PROVIDED TEXT.
......

Daniel Boyd
Rainbow Serpent (Version)
-Curated by Liz Nowell
Daniel Boyd is known for his multidisciplinary practice that resituates colonial history within an infinitely expansive universe. In his paintings, videos, and installations, Boyd employs dots as a visual and conceptual tool to explore themes of identity and perception, memory and history. Reiterated endlessly to form expansive constellations, the dots—or lenses—offer a distinct point of knowledge, experience, or perspective from which to view his work.
Rainbow Serpent (Version) is Boyd’s first major exhibition in Meanjin/Brisbane, a place of cultural and ancestral significance for him. Encompassing new paintings, a new sculpture, a mirrored stage, and live activations, it continues his interrogation of Western scientific, artistic, and philosophical thought and their roles in establishing the colonial Australian state.
Spanning subjects from classical antiquity to his own family history, Boyd’s paintings explore the visual language of imperial placemaking, particularly as it materialised in Queensland. Unfolding across the galleries as a narrative, they contend with the many ways colonisation has disrupted cultural tradition and infiltrated our civic imagination.

......

SUPPLIED MATERIAL.
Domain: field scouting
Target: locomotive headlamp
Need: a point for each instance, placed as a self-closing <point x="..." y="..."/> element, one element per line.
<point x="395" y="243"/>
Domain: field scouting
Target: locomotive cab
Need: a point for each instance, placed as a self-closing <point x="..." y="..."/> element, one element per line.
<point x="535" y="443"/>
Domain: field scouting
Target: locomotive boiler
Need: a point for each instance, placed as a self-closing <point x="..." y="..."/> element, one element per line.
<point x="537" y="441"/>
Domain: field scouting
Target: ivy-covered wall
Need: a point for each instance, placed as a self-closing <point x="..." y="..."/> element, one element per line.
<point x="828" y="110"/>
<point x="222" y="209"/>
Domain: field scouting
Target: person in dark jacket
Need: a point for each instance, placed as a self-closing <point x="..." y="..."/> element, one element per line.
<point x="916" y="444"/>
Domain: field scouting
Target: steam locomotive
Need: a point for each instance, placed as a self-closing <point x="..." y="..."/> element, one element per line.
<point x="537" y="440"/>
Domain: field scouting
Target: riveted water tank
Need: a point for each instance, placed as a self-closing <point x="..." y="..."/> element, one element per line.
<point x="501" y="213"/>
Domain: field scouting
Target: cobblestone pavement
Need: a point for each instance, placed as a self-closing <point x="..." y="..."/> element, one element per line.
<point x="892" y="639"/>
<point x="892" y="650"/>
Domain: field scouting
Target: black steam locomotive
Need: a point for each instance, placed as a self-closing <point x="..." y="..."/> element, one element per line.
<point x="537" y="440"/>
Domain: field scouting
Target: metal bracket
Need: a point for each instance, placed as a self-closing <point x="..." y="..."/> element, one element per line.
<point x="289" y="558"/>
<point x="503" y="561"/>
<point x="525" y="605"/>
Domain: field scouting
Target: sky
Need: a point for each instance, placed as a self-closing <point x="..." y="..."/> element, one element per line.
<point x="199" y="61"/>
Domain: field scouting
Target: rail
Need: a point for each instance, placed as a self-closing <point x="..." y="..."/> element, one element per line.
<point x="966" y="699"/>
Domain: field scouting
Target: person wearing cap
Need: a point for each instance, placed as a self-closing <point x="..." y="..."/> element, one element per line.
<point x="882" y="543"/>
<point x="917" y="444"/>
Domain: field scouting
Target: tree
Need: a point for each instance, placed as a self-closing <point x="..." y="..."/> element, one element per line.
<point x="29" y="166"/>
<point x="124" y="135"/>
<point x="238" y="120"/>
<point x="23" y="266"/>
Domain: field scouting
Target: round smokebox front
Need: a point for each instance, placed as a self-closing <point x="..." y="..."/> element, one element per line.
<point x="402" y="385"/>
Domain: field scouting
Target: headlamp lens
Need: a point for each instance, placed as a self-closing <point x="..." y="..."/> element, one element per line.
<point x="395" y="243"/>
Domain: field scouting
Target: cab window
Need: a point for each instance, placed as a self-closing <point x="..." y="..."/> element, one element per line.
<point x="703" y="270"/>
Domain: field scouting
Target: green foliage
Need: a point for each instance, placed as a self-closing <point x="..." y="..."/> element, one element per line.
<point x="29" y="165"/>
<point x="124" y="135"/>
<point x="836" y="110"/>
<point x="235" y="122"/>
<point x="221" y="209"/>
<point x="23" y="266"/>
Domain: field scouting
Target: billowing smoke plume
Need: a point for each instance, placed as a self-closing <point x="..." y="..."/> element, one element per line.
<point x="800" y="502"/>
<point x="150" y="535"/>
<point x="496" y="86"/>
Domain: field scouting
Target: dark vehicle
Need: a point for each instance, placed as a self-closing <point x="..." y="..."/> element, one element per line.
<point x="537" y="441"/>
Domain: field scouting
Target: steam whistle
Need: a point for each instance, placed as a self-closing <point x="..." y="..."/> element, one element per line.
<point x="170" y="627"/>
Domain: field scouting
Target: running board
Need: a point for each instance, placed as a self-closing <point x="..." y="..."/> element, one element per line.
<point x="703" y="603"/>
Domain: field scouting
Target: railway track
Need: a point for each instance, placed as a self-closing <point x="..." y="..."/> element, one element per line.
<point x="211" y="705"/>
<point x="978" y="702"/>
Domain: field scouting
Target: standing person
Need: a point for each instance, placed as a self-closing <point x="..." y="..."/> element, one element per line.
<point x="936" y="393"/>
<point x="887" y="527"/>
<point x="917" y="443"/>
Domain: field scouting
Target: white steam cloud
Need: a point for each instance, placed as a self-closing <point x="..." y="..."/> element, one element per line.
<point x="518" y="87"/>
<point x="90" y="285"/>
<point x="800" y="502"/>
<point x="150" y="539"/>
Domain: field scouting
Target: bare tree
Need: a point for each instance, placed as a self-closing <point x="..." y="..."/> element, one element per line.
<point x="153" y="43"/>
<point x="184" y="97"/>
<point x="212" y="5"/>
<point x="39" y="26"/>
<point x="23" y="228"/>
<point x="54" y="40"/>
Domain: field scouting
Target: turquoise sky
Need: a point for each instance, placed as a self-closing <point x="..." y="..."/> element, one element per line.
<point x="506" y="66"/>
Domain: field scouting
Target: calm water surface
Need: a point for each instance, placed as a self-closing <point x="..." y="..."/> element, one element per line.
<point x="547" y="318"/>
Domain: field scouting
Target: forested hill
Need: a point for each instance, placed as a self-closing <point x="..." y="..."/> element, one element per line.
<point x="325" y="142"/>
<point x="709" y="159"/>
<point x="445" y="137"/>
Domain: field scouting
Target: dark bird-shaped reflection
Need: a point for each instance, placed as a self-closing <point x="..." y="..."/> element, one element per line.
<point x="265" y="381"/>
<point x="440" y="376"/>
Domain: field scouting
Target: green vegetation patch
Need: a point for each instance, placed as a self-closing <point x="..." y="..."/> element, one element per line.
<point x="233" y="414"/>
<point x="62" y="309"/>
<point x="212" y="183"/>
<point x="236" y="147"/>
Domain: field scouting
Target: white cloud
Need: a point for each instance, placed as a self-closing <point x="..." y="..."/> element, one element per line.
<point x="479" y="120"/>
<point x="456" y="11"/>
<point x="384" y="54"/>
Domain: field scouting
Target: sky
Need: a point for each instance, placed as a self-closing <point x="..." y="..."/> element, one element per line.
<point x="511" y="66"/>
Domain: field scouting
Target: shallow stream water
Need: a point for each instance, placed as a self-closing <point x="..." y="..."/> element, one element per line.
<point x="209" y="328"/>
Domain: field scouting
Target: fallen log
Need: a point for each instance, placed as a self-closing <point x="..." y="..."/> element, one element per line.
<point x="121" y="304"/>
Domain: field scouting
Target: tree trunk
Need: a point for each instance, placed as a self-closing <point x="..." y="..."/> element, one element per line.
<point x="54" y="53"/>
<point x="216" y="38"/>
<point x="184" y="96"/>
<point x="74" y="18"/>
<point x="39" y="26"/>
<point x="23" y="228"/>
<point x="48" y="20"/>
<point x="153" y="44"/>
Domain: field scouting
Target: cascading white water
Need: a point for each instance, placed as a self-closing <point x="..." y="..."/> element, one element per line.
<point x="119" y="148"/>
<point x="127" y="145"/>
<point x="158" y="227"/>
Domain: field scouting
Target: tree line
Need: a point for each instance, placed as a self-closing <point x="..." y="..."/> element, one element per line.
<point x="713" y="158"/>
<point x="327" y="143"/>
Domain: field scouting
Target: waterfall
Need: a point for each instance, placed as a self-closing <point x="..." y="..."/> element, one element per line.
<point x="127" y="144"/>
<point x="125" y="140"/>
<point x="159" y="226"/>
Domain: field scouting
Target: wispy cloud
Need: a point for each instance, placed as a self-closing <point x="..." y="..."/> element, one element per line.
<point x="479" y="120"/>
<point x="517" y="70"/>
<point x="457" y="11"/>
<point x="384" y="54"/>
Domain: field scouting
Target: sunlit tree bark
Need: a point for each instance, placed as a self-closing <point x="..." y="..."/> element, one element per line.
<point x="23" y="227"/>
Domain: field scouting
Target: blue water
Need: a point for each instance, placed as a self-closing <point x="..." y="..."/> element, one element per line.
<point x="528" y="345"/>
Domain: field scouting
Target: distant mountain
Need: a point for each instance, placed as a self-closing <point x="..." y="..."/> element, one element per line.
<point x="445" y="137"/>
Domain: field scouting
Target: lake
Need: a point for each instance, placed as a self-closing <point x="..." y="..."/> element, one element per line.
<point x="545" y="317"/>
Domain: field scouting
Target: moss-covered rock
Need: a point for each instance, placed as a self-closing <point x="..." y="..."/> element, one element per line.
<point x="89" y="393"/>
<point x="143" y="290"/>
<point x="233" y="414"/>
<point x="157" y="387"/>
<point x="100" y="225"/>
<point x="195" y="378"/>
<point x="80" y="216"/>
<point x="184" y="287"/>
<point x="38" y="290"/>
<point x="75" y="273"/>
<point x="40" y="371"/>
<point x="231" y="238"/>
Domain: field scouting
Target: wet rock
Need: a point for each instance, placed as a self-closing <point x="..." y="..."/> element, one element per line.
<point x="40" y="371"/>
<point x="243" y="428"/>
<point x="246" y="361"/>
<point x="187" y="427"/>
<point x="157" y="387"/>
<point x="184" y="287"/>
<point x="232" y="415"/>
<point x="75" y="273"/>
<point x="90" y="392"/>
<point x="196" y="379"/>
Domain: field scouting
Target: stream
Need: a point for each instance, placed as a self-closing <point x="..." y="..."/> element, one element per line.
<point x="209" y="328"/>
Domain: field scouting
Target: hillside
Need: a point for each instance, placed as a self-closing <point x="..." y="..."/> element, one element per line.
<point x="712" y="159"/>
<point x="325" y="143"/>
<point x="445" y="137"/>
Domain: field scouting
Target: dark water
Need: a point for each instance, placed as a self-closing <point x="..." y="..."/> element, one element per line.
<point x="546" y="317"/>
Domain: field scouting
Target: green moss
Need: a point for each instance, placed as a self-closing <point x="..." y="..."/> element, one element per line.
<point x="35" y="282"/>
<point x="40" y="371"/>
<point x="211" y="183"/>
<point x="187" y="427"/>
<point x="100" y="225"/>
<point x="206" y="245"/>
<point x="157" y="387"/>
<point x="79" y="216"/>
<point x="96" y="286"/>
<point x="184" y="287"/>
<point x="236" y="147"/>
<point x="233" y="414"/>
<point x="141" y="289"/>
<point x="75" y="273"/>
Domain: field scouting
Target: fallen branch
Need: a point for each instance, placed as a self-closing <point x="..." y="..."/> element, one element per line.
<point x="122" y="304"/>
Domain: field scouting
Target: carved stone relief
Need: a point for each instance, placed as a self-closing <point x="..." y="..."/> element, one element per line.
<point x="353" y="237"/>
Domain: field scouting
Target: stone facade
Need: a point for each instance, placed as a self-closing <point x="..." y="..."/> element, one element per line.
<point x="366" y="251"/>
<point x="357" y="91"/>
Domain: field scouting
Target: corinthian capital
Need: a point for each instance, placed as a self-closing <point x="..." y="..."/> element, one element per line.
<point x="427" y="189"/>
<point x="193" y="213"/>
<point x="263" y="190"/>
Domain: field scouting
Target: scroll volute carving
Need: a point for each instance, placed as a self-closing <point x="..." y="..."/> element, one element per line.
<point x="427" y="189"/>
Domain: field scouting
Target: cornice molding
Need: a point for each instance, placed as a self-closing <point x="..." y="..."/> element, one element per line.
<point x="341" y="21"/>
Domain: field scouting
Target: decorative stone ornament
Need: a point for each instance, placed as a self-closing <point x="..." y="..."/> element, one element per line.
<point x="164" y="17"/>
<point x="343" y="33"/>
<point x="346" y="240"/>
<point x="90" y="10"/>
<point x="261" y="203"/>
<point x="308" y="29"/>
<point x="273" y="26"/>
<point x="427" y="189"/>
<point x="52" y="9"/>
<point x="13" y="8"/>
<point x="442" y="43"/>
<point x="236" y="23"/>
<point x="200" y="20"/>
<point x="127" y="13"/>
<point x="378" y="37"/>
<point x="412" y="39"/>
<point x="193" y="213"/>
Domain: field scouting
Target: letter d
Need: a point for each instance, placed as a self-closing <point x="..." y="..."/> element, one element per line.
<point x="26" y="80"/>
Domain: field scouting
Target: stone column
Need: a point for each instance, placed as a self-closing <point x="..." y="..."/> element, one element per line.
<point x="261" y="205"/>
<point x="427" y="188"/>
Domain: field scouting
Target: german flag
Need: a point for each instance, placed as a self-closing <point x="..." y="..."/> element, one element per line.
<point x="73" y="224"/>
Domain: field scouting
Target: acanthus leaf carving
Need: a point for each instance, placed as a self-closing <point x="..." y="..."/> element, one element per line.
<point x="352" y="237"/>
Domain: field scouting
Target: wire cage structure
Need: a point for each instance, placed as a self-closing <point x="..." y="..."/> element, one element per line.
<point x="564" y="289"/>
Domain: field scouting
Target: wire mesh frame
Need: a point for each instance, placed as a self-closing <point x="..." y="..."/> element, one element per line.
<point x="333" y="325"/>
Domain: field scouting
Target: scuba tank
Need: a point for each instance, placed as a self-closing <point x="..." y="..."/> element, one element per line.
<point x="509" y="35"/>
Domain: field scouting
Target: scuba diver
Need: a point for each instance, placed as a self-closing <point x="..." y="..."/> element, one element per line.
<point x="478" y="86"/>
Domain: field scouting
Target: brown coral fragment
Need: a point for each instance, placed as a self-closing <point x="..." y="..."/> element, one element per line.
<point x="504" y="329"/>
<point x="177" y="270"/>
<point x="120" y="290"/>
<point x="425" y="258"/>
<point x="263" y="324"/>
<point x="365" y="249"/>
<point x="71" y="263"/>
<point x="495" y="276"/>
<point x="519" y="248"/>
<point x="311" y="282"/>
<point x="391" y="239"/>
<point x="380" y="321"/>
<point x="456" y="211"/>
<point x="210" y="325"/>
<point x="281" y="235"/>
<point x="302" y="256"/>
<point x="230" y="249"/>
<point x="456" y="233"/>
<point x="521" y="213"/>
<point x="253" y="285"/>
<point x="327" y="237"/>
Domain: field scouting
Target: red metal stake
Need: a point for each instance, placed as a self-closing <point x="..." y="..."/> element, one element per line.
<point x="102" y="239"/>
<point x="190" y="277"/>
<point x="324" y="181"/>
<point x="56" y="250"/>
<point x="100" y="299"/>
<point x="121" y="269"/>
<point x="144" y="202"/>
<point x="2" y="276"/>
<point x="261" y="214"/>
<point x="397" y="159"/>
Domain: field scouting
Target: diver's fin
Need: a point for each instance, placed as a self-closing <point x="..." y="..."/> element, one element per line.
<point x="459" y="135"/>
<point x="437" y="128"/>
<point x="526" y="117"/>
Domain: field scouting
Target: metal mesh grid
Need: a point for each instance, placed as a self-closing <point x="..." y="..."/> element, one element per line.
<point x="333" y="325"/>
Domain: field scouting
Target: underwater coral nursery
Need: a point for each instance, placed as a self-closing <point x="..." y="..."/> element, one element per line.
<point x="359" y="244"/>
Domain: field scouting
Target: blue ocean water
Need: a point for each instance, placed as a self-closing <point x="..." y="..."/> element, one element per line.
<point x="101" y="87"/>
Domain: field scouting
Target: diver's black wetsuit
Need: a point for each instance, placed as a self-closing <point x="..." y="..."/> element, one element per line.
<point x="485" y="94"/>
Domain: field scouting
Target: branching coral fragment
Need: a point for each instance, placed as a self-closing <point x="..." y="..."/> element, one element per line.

......

GOAL. Resume the text about Daniel Boyd's Rainbow Serpent (Version) exhibition from where it stops. The material has nothing to do with the Daniel Boyd exhibition text.

EXERCISE RESPONSE.
Boyd’s shimmering mirrored stage serves to illuminate these histories and engage viewers in their reconstruction. As audiences move through the galleries, its network of reflective lenses provides infinite entry points into the stories and memories represented in each painting.
For the exhibition’s duration, First Nations artists, activists, scholars, and community groups will share the gallery spaces in a collective act of civic reclamation. Trough movement, performance, and yarning, their activations will build on the layers of history embedded in this place and on this Country. The accumulation of these experiences will serve as a poignant reminder that First Nations people have sustained cultural traditions for over 60,000 years, despite ongoing imperial expansion.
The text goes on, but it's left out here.